**** GIVEN RECORDS
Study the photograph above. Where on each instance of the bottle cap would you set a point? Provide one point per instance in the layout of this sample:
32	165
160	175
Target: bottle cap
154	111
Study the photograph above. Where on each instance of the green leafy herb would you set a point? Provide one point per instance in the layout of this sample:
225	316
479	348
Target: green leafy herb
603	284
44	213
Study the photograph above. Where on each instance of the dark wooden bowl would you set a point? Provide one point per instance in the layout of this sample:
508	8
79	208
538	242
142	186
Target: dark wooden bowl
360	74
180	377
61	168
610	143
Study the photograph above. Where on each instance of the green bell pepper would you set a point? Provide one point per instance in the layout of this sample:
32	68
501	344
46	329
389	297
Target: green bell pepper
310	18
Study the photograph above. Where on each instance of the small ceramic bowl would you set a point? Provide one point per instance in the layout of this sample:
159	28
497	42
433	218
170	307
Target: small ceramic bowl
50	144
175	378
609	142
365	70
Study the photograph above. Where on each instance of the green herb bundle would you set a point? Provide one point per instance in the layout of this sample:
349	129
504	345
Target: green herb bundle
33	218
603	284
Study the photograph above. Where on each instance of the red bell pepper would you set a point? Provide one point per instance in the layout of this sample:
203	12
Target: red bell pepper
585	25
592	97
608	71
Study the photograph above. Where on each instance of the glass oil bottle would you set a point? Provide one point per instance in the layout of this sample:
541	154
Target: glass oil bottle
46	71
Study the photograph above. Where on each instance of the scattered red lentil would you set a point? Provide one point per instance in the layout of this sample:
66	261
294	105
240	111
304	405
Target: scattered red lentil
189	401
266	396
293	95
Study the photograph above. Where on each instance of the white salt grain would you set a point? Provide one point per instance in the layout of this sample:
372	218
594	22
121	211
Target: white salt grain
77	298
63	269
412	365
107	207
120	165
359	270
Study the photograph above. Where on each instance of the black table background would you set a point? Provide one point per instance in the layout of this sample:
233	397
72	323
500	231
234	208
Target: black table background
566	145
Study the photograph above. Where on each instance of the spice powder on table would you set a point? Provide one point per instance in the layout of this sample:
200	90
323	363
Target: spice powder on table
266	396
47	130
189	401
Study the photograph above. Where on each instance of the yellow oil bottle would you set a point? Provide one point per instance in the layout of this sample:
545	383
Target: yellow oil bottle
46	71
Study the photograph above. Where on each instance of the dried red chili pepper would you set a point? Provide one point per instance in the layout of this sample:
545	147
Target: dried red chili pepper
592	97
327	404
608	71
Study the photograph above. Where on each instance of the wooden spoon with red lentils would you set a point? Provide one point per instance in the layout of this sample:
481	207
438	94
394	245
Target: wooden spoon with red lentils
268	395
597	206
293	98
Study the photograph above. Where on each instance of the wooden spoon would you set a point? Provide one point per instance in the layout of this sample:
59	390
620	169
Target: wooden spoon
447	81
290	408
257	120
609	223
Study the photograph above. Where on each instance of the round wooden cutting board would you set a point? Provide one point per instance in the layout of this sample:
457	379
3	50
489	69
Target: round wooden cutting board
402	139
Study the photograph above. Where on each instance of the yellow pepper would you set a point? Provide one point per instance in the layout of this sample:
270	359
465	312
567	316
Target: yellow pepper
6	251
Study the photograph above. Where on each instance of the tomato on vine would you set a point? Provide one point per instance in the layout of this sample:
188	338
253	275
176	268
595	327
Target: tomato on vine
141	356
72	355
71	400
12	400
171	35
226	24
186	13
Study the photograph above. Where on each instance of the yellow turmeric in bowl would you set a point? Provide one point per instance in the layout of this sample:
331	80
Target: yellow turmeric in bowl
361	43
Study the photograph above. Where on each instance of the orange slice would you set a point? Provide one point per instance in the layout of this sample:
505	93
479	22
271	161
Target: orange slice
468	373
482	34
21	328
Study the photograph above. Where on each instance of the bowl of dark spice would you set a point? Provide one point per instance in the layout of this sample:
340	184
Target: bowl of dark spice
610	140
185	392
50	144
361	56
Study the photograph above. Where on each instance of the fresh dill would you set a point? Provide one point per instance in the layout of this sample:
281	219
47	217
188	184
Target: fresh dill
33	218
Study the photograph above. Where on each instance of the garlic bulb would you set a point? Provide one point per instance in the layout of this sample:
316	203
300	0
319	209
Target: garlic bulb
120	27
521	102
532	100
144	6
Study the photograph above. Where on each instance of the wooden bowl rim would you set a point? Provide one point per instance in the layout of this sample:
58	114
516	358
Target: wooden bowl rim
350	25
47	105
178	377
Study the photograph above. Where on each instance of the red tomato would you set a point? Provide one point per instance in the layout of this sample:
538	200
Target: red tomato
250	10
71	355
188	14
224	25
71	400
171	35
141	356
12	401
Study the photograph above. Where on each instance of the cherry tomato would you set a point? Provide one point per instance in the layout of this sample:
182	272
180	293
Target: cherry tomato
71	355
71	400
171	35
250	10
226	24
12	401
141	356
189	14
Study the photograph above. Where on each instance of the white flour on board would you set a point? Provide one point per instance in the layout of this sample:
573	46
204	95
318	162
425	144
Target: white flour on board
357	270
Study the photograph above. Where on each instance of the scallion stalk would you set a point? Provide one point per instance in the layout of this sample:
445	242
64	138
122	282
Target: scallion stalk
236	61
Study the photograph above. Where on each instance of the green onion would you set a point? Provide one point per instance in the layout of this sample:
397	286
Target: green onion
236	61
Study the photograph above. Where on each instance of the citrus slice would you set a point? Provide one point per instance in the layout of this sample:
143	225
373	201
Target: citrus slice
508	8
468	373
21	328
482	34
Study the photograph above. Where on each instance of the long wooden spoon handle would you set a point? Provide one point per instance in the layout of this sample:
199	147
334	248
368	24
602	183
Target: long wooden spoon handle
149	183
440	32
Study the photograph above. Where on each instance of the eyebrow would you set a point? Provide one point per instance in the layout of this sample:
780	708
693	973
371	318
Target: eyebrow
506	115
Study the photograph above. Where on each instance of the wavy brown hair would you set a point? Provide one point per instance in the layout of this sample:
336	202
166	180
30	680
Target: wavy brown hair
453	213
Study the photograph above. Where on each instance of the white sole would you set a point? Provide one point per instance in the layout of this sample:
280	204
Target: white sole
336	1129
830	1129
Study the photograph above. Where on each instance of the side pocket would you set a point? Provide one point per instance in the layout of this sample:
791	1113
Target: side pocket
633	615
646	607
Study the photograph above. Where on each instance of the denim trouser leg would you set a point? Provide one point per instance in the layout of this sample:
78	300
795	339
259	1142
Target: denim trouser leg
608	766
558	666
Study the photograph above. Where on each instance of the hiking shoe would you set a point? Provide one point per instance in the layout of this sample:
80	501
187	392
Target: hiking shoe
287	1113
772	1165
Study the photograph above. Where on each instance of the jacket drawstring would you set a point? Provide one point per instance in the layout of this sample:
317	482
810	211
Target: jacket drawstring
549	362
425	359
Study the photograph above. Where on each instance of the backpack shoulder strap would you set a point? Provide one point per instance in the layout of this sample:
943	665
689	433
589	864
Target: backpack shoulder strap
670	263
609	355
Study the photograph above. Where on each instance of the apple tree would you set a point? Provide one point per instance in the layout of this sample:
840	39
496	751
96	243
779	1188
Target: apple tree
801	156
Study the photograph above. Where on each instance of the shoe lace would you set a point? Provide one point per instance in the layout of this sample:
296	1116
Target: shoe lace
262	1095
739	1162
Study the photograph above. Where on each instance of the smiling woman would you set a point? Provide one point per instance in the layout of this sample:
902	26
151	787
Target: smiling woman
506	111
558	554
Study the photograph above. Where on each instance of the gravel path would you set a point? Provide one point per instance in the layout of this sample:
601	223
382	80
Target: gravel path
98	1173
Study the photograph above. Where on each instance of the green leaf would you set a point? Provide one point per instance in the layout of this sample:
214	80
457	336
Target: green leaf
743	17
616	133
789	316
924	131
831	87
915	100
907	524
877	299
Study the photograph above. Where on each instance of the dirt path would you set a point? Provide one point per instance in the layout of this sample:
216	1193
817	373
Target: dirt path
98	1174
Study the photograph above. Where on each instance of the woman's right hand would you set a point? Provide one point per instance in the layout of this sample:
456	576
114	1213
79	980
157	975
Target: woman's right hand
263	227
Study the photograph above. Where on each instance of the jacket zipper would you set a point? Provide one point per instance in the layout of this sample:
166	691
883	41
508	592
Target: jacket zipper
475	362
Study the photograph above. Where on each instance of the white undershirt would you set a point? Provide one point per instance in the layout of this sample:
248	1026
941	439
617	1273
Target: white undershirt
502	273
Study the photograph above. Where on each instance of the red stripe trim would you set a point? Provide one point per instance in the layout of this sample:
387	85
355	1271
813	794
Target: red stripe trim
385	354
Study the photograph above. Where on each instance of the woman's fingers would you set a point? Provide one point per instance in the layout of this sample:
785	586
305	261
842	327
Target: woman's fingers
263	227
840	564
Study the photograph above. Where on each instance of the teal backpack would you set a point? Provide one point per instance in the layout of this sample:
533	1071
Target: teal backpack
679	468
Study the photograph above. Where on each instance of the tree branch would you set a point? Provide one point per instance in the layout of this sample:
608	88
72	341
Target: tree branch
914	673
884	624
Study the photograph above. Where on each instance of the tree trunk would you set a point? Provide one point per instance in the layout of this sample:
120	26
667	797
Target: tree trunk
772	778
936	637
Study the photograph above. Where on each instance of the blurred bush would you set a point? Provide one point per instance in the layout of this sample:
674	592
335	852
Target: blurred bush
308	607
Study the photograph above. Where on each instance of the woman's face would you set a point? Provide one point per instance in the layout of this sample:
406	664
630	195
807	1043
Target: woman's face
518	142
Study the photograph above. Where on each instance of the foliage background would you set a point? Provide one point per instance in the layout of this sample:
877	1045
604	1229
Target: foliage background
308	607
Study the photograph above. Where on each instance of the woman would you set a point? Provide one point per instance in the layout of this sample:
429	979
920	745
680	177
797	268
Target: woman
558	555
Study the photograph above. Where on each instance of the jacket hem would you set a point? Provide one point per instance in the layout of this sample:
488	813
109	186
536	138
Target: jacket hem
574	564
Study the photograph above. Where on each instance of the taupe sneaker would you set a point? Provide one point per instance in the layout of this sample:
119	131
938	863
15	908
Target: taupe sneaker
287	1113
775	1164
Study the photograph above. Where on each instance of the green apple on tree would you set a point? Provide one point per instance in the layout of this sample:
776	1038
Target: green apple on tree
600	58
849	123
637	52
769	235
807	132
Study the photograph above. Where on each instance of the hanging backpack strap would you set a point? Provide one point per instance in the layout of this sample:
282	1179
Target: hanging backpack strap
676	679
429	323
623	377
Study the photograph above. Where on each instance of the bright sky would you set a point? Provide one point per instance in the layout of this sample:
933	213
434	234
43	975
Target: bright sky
********
WRITTEN TASK »
Repeat word for word the lines running from the line containing "the tree branch" to the end of the entries above, inclusive.

FULL RESPONSE »
Study the photograph above. Where on each instance of the tree branch would you set a point? Provide one point per instance in the layout of this sample:
608	88
72	341
Target: tree branch
914	673
884	624
Study the photograph above. Where on each instance of the tree trunk would you set a point? Provide one point per instance in the layout of this sample:
120	26
667	797
Target: tree trunk
772	778
936	637
Study the photograph above. Where on each instance of the blurred bush would you set a point? Provide one point per instance in the layout of this sample:
674	592
335	852
Target: blurred bush
308	607
Study the photograph above. Where on each instance of the woman's face would you set a point? Provide one point per instance in the layout of this sample:
406	664
630	195
807	1043
Target: woman's face
518	142
Study the photograph above. Where on each instance of the foliage background would you set a point? Provide one point per instance in the layout of this sample:
877	1045
604	1229
Target: foliage background
308	607
Study the photograph above. Where on each instance of the woman would you set a point? Provide one point per instance in the layout of this sample:
429	979
920	745
680	177
797	268
Target: woman
558	555
Study the photograph above. Where on each instance of the jacket hem would you set a point? Provide one point per instance in the layout of this sample:
488	813
109	186
536	138
Target: jacket hem
574	564
Study the photograph above. Where on each instance of the taupe sneaker would you set a point? Provide one point per instance in the layout of this sample:
119	131
938	863
15	908
Target: taupe sneaker
287	1113
775	1164
Study the photograph above. Where on each instance of the green apple on tree would you set a point? Provide one point per instance in the layout of this sample:
776	1038
Target: green apple on tree
600	58
849	123
637	52
769	235
807	132
Study the photograph above. Where on each instance of the hanging backpack strap would you set a point? Provide one point per instance in the layout of this sample:
282	1179
Target: hanging backpack strap
676	679
429	323
623	377
Study the photograph above. Where on each instance of the bright sky would you set a point? Provide one point per instance in the layout of this sample:
933	213
434	234
43	975
Target: bright sky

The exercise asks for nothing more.